>> Begin Material provided

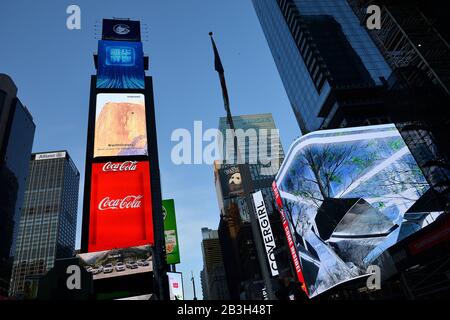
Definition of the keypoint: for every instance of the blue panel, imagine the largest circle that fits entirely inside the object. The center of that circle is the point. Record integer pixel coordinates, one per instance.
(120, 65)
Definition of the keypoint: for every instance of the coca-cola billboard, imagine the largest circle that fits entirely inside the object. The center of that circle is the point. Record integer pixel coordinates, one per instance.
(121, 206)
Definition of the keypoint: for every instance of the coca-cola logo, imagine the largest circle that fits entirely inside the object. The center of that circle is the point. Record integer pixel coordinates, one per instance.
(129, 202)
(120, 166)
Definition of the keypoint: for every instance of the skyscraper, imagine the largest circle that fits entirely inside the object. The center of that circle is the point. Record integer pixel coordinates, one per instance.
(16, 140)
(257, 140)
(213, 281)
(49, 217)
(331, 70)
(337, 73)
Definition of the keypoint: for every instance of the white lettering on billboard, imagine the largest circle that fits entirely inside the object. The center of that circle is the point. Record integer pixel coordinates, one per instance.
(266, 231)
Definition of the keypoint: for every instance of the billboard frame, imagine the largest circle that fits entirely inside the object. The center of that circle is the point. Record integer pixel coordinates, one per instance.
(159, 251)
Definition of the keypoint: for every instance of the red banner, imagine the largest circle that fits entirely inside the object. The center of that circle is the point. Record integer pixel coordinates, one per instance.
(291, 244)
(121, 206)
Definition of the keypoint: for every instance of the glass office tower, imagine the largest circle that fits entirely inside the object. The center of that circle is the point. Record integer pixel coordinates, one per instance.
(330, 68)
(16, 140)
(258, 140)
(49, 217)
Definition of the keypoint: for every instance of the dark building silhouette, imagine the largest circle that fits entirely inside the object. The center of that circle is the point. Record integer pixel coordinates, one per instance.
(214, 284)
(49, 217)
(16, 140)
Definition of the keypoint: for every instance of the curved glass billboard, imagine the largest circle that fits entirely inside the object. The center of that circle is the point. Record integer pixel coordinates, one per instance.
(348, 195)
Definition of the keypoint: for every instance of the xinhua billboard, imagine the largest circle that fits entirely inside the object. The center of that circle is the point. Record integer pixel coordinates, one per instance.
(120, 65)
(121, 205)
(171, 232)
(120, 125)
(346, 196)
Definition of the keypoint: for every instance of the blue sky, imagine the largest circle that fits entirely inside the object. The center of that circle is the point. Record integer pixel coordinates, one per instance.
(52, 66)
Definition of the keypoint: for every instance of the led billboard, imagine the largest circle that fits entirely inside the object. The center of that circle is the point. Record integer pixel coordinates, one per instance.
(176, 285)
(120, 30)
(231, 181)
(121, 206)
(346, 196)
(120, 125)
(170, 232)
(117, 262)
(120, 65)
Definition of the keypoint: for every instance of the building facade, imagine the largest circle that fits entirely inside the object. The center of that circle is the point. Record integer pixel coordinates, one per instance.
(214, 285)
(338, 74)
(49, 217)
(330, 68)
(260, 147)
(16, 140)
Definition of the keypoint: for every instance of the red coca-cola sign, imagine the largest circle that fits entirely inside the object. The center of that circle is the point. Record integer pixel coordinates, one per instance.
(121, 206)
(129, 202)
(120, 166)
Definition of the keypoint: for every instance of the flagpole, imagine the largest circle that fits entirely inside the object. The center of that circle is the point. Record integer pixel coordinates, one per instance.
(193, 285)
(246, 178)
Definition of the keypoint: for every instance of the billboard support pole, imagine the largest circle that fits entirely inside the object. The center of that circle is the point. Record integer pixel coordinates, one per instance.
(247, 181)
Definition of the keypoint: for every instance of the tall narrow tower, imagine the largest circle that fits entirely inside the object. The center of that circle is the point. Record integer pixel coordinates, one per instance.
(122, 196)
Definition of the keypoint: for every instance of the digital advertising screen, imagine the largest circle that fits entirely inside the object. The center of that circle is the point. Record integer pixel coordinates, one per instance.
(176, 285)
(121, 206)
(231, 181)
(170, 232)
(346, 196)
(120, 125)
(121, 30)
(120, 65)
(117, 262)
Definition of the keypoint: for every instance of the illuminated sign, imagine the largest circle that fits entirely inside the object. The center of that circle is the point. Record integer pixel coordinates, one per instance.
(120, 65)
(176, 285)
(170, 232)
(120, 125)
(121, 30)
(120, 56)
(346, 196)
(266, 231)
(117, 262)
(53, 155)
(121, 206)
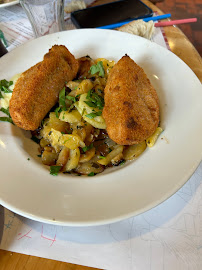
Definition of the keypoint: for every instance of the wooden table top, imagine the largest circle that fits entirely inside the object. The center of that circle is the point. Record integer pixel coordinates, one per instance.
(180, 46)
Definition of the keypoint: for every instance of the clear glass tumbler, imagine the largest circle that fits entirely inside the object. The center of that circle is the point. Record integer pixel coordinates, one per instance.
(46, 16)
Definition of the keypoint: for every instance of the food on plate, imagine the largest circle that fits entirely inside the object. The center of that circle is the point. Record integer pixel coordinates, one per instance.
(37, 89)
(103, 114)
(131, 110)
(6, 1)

>> End Material provided

* _Exercise instructions_
Put the lines of the listing above into a numbered list, leaving out any blank lines and the pictures.

* _Written answer_
1. Definition of the keypoint: for every instance of the blue panel, imagine the largest circle that fits entirely inside the object. The center of that circle is the point. Record integer pixel coordinates, one per instance.
2. (120, 65)
3. Definition of the keypoint: for every instance of the coca-cola billboard, imagine the largest circle that fits entirely inside the object. The center of that circle is the point. Record integer pixel coordinates, one per instance.
4. (121, 206)
5. Definition of the keypoint: for every instance of the coca-cola logo, imagine the largest circle that fits entirely inside the object. The center of that circle is the point. Record integer pixel coordinates, one per instance.
6. (129, 202)
7. (120, 166)
8. Definition of the keypoint: for every instance of the skyscraper, imagine the largest circle that fits entirely inside the object. The center of that circle is the point. Record integer pixel coordinates, one per instance.
9. (16, 140)
10. (257, 140)
11. (213, 281)
12. (49, 217)
13. (331, 70)
14. (337, 73)
15. Definition of the keypoint: for every instance of the white lettering on billboard, imagine the largest circle that fits entirely inside the object. The center of that circle is the point. Record integer pixel coordinates, one per instance.
16. (266, 231)
17. Definition of the keypoint: for every instance of the billboard frame, imagine the largest circle that fits entirely inside the object. The center of that circle is the point. Record integer pixel coordinates, one per instance.
18. (159, 251)
19. Definition of the keypoint: for every instance of the red banner, imagine the largest circle that fits entirely inside the object. The center of that circle is the point. Record integer pixel coordinates, one per instance.
20. (291, 244)
21. (121, 206)
22. Definition of the keypoint: for every instance of the glass office tower, imagine the largest circle that fits entirely inside the object. The center of that circle is the point. Record integer pixel coordinates, one per instance.
23. (330, 68)
24. (16, 140)
25. (258, 140)
26. (49, 217)
27. Definition of the keypoint: for every instance of the dark building silhouette, imagine the largest circle that fits entirely inside the object. The center of that circle is the point. Record integer pixel coordinates, one per instance.
28. (214, 284)
29. (49, 217)
30. (16, 140)
31. Definition of the keypoint: for every instance of the curved glass billboard, imagine the largest circle that fits entirely inside the object. The center of that circle is the point. Record integer pixel coordinates, one per instance.
32. (348, 195)
33. Definition of the keypoint: for every instance of the xinhua billboard, imagine the largest circle that fits entirely inside the object. The center of that circle is the point. Record integer pixel coordinates, one per instance.
34. (120, 65)
35. (121, 205)
36. (171, 232)
37. (120, 125)
38. (346, 196)
39. Definition of the keypoint: for every instance of the blue sky, imagine the largest circle that fits entirely inside the object. The center of that circle is the point. Record integer pixel coordinates, one per instance.
40. (52, 66)
41. Definition of the keypoint: for every instance of the led billboard, imagine the largest circle that fits entirely inside the object. The center of that circle is the point. Record integer pixel coordinates, one per instance.
42. (176, 285)
43. (120, 30)
44. (231, 181)
45. (121, 206)
46. (346, 196)
47. (120, 125)
48. (170, 232)
49. (117, 262)
50. (120, 65)
51. Definition of the keypoint: for every instance of the building facade, imagine the largest circle that fits entirely inside the object. The center of that circle is the point. Record integer pixel coordinates, one per instance.
52. (214, 285)
53. (338, 74)
54. (49, 217)
55. (330, 68)
56. (260, 147)
57. (16, 140)
58. Definition of the keypoint: for every instance of the red coca-cola sign, imagine the largest circle that fits entirely inside the object. The center of that circle is the point. Record integer pixel coordinates, one per instance.
59. (121, 206)
60. (129, 202)
61. (120, 166)
62. Definition of the keypoint: for every instance of the flagpole, imagine the largest circle that fits entirely inside the object. The center of that circle is the point. Record integer pixel coordinates, one per instance.
63. (193, 285)
64. (246, 178)
65. Definition of the keypoint: for every instance of the billboard support pole, imagine the largest circle that fits entirely inside the object. The center of that circle is the point. Record integer pixel coordinates, one per instance.
66. (247, 181)
67. Definition of the keypoint: for every instance of the tall narrow tower, imagine the largest circle that fits entirely inside the object. The center of that circle is the point. Record integer pixel coordinates, one per instance.
68. (122, 196)
69. Definition of the keypoint: for every instance of the digital advertising screen, imagine the largest circle that fits entirely inside the object. The center of that circle is the point. Record integer pixel coordinates, one per instance.
70. (176, 285)
71. (121, 206)
72. (231, 181)
73. (170, 232)
74. (346, 196)
75. (120, 125)
76. (121, 30)
77. (120, 65)
78. (117, 262)
79. Definition of the keypoint: for every instance of the illuminated sign, imagine the largest circle that fits entirely inside the object. The center of that circle is the point. Record integer pixel coordinates, one per instance.
80. (120, 65)
81. (176, 285)
82. (170, 232)
83. (120, 125)
84. (121, 30)
85. (120, 56)
86. (346, 196)
87. (266, 231)
88. (117, 262)
89. (53, 155)
90. (121, 206)
91. Definition of the keypoint: for every instance of the wooden table top, imagine the largest circle that fits entirely inside the object. The center of that circle is the point. Record integer pixel coordinates, one per instance.
92. (180, 46)
93. Definition of the keypoint: for every instance of the clear glass tumbler, imagine the largest circle that fits entirely inside the object. The center of that circle is the point. Record integer pixel coordinates, one per instance.
94. (46, 16)
95. Definition of the keypoint: for every instance of the food on plate, imagine the largest circle that fits entirely inside the object. The center of that circle is the point. Record integer pixel coordinates, one per instance.
96. (37, 89)
97. (103, 114)
98. (131, 110)
99. (6, 1)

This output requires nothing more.